PROBLEM STATEMENT – Can you give back only the items from the line with "Find the green leafy" up to and including the line with "Find the information", swapping "white" for "pale" and keeping everything else as it stands?

AVAILABLE DATA –
+ + + + + + +

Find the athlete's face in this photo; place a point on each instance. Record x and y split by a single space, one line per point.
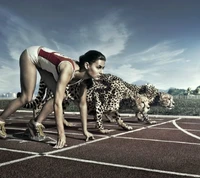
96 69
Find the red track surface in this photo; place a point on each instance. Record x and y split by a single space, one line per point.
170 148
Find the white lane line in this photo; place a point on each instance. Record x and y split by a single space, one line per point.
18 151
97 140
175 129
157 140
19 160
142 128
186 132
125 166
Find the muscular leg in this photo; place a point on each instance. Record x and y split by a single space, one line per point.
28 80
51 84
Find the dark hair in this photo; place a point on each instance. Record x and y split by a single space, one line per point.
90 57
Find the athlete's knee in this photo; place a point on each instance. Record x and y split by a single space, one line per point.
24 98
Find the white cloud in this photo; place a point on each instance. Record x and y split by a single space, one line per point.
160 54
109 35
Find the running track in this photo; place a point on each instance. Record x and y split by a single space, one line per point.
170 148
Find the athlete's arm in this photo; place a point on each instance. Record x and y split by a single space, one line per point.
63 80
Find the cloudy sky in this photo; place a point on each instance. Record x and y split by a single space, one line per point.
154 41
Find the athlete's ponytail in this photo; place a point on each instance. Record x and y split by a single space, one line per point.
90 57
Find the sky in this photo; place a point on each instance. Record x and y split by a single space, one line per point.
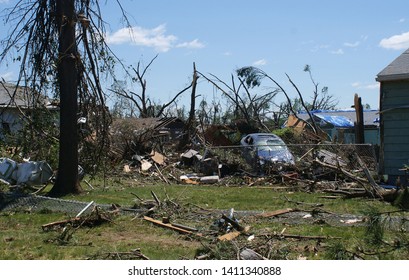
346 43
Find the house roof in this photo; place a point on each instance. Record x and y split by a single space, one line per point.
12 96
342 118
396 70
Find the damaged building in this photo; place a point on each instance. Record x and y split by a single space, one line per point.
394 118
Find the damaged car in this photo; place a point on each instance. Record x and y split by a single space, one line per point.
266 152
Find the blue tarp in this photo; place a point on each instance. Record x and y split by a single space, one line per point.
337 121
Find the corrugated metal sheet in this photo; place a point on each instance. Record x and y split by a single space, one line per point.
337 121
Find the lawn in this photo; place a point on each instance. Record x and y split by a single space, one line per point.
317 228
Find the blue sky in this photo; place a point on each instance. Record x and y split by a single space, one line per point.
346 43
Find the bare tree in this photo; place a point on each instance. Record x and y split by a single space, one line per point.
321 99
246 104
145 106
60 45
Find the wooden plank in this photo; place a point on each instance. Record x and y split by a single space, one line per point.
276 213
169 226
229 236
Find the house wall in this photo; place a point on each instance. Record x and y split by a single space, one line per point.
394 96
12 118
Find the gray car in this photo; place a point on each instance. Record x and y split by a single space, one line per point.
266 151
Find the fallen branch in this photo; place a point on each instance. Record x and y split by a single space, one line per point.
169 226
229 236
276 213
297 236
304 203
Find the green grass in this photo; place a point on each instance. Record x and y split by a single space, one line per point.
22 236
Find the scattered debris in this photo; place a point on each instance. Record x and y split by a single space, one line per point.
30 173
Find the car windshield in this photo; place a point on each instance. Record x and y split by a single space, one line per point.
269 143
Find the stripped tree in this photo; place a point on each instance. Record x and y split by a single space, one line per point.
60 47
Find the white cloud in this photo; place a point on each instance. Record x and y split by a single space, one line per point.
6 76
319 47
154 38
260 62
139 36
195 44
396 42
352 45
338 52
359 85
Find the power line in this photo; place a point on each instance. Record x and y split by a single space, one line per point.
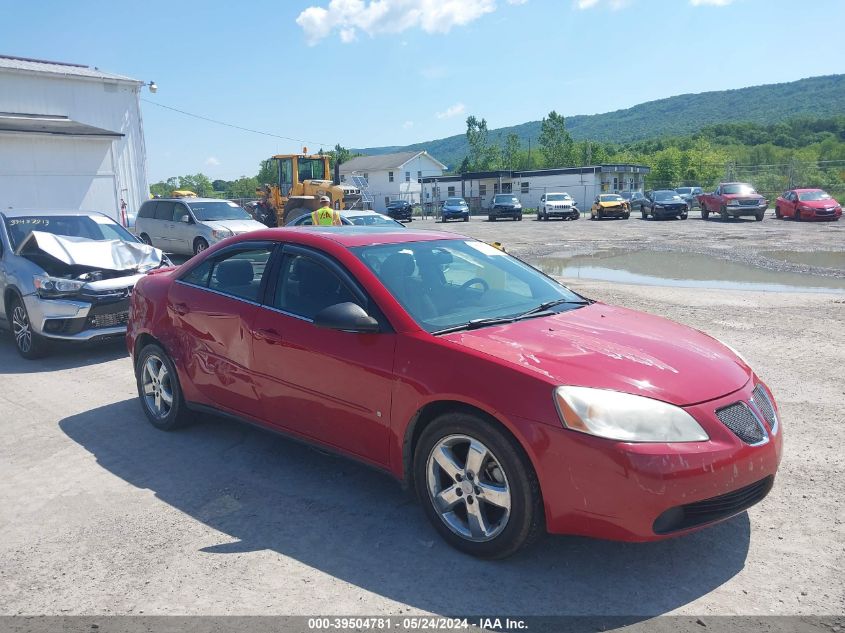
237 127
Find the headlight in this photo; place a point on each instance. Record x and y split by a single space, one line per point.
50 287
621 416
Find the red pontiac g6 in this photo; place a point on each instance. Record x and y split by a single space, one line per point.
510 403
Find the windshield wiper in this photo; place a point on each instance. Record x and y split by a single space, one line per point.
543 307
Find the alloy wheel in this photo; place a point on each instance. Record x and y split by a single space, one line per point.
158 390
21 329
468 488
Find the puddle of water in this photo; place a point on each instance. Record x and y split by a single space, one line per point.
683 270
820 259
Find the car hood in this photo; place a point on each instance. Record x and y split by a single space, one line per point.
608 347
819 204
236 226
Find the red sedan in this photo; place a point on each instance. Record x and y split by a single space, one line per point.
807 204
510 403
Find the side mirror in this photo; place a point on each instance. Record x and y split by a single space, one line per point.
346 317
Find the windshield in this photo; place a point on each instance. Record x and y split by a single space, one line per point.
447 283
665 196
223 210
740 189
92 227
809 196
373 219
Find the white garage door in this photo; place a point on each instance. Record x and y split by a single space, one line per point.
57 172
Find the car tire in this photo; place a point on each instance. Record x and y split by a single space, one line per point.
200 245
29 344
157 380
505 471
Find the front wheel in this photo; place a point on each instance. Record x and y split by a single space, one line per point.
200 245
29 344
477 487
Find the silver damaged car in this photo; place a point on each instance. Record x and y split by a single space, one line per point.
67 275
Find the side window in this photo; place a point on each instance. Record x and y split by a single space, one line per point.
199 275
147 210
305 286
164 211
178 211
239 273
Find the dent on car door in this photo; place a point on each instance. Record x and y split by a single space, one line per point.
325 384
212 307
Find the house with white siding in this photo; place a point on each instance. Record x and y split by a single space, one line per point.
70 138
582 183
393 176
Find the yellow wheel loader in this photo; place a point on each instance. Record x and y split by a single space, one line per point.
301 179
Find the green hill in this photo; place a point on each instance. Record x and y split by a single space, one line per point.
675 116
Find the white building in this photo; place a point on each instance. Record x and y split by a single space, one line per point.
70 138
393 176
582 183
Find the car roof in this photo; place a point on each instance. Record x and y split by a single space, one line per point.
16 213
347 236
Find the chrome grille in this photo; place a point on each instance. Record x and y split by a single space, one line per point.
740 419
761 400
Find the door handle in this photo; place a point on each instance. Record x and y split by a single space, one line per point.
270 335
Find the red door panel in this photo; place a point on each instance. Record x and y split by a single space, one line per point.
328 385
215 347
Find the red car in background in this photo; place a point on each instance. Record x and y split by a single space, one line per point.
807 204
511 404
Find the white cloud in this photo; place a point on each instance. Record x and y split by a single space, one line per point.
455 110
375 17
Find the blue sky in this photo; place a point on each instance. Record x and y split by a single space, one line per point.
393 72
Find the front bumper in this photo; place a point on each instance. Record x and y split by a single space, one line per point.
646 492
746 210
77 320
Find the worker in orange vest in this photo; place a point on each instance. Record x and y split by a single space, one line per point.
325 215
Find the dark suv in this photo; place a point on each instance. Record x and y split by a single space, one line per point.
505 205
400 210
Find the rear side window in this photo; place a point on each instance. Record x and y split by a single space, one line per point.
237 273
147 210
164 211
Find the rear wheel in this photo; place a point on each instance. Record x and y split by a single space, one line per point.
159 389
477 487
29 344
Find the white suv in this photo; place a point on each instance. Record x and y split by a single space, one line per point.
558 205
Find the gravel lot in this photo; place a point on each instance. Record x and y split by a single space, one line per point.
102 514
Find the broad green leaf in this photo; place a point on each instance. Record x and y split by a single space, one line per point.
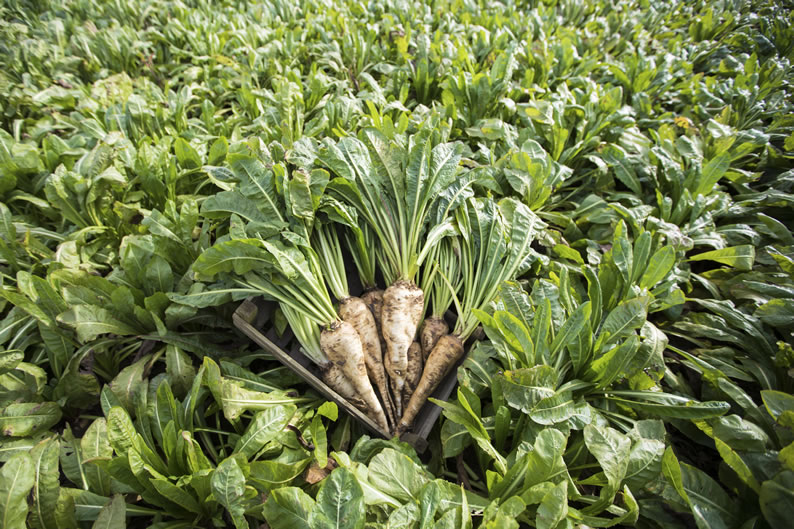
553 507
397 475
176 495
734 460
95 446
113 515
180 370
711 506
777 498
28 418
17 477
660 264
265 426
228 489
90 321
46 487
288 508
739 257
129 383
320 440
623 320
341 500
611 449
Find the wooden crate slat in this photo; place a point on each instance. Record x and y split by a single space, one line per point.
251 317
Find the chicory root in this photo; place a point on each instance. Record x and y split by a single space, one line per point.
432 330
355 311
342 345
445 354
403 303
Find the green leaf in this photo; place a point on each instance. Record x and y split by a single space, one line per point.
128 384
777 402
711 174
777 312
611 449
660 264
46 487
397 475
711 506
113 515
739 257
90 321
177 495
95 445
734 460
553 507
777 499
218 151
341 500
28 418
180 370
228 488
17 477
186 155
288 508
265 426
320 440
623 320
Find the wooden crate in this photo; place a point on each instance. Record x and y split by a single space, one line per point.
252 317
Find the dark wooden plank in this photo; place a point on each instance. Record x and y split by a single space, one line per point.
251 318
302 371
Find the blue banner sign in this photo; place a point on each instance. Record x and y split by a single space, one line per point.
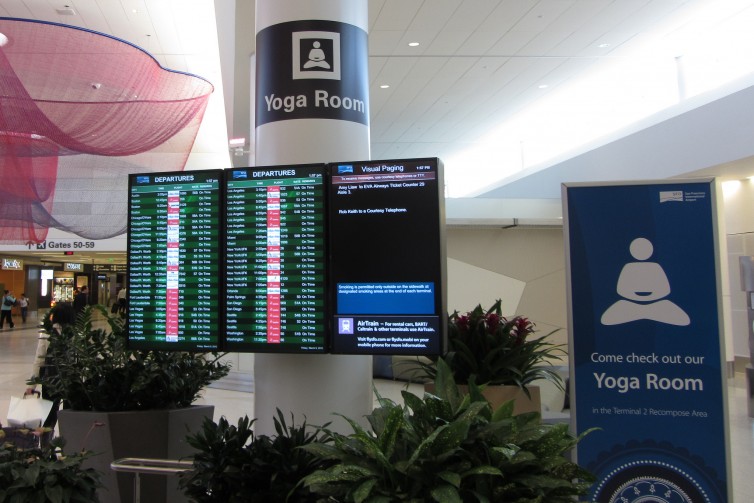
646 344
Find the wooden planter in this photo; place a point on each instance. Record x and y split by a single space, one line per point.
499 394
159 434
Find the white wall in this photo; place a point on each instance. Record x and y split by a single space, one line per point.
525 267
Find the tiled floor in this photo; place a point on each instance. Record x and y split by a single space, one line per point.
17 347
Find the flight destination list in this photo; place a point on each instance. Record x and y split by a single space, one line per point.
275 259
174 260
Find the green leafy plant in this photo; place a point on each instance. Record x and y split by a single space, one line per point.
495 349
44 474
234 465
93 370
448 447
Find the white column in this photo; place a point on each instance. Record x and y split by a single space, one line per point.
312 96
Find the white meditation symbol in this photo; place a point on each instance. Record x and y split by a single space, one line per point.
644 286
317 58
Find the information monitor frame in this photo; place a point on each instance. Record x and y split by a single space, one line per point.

+ + + + + + +

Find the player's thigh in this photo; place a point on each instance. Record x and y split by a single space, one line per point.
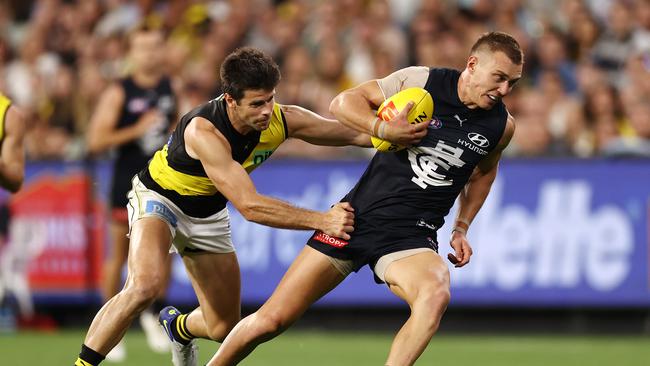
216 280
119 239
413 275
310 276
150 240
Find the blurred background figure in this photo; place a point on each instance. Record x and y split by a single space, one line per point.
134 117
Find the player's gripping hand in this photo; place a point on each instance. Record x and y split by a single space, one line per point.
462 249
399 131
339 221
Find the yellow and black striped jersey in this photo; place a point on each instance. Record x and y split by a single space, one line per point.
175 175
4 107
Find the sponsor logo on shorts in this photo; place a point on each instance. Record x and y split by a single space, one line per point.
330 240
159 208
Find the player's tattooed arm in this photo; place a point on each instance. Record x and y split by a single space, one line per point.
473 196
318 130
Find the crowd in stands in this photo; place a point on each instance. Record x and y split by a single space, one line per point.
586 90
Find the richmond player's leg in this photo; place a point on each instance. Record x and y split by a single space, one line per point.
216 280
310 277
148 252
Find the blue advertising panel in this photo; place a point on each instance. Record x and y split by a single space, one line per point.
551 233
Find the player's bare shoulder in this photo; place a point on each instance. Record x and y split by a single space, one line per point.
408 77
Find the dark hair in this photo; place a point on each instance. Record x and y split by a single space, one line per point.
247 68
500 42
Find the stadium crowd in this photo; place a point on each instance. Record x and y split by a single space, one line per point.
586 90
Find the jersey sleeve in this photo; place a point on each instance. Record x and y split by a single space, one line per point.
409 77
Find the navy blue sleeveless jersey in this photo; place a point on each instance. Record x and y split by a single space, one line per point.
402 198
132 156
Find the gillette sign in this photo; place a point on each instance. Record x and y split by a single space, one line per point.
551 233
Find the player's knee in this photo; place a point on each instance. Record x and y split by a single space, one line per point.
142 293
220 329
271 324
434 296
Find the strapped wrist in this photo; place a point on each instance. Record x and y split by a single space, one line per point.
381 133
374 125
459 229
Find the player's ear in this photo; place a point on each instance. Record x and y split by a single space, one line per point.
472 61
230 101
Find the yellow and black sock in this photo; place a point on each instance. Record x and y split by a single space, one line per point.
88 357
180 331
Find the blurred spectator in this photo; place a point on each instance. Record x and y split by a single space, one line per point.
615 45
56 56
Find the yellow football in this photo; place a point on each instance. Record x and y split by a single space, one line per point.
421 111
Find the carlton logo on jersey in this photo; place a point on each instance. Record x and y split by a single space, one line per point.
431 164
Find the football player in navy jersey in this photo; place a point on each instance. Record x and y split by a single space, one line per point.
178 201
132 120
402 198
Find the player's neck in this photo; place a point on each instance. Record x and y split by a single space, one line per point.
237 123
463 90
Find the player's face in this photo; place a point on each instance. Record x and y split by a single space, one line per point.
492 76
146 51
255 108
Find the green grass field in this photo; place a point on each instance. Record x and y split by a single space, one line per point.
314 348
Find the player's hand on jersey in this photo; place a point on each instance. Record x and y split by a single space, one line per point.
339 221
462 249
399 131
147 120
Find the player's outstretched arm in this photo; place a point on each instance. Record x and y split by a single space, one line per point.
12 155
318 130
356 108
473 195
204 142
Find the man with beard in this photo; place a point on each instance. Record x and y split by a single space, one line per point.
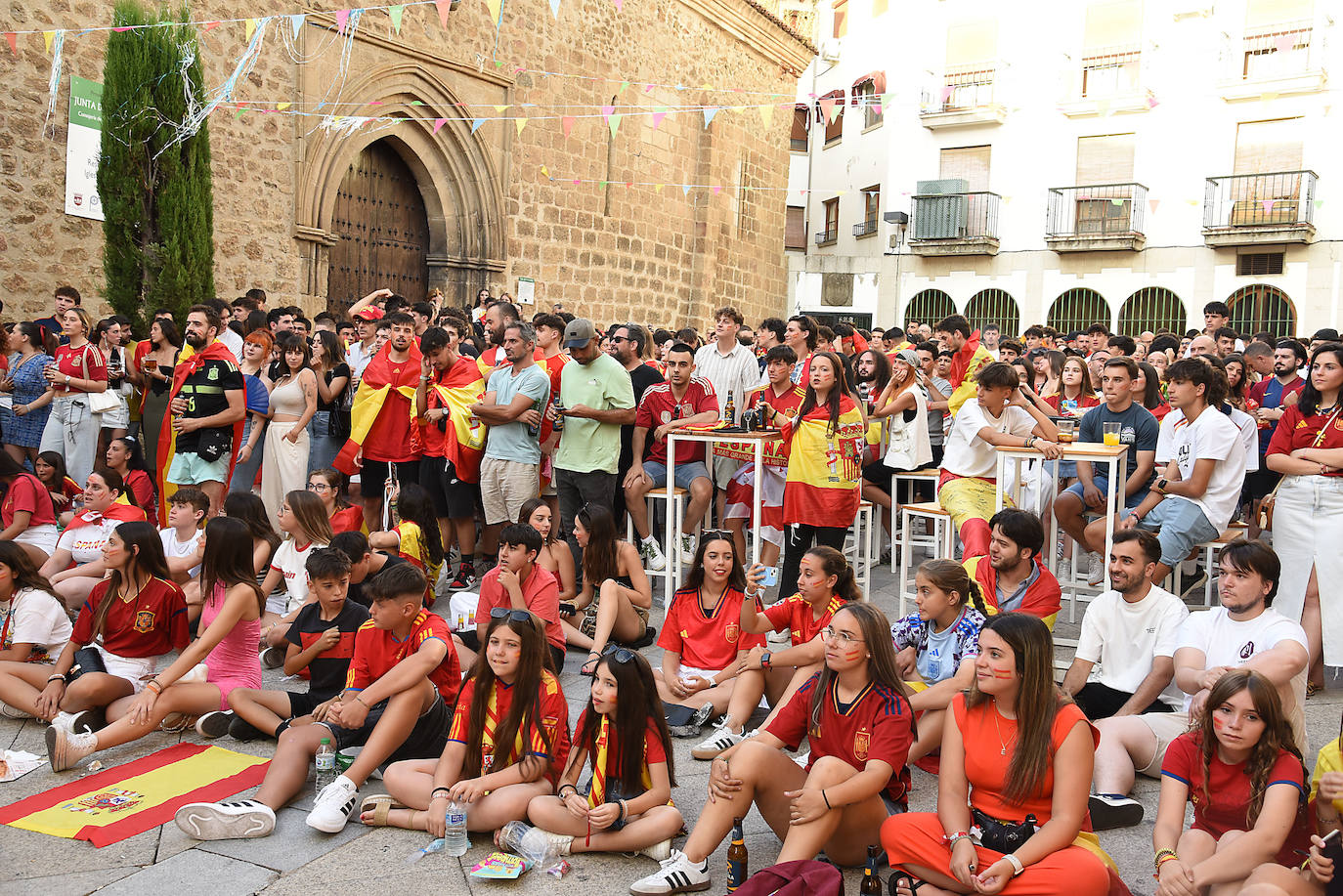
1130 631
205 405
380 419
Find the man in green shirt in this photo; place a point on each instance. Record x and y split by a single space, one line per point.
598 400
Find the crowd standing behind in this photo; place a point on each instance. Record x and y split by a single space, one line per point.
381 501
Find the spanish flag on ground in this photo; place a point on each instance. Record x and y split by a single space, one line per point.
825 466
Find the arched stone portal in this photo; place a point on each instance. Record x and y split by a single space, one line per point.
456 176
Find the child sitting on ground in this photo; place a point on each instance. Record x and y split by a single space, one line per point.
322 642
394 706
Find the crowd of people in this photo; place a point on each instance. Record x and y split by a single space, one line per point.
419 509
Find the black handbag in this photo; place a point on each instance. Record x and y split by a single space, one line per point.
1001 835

+ + + + + + +

EXERCISE SOLUTION –
Find the green leafy plant in this photo; place a point on each instance. Record x and y split by a single space, one line per point.
495 349
44 474
234 465
93 370
448 447
Find the pale column in this photo; place a point on each instance. Record x and y split by a single space, one line per point.
312 96
Find the pale meditation symbol in this photo; place a point on each instance. Record x and y split by a single space, one line per point.
644 286
317 58
Find the information monitor frame in this photo; place a point on each instance. Record x and y split by a single space, one line per point.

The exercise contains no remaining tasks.